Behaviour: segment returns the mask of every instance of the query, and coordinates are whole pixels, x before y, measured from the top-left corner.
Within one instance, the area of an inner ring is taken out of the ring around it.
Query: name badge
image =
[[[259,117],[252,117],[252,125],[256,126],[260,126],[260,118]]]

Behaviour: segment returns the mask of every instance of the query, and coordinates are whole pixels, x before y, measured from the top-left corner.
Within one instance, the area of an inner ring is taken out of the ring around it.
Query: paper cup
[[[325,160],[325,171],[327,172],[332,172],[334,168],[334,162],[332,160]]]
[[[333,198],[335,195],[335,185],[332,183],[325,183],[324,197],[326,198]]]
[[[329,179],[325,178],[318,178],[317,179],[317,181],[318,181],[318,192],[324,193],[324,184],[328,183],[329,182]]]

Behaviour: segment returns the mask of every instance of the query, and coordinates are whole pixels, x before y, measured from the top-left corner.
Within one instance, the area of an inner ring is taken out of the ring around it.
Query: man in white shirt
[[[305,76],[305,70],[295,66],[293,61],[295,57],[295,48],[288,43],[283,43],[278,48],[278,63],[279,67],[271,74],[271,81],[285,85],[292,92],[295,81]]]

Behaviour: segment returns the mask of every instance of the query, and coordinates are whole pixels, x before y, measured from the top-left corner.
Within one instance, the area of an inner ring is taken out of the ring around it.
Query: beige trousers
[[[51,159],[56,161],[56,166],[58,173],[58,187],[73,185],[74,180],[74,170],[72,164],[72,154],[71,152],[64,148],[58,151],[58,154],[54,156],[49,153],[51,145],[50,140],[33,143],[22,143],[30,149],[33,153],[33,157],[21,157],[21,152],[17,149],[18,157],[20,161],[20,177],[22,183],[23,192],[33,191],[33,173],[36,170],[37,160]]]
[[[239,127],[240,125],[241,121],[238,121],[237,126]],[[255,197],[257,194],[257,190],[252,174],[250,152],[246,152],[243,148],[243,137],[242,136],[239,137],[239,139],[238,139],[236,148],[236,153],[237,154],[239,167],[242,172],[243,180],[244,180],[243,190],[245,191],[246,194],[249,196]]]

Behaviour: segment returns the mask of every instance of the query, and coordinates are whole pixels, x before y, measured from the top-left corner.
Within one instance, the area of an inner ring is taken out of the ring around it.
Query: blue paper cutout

# # # # # # #

• **WRITTEN INSTRUCTION**:
Please track down each line above that contains the word "paper", and copy those lines out in full.

• **RESULT OF THE TASK**:
Query: paper cup
Query: blue paper cutout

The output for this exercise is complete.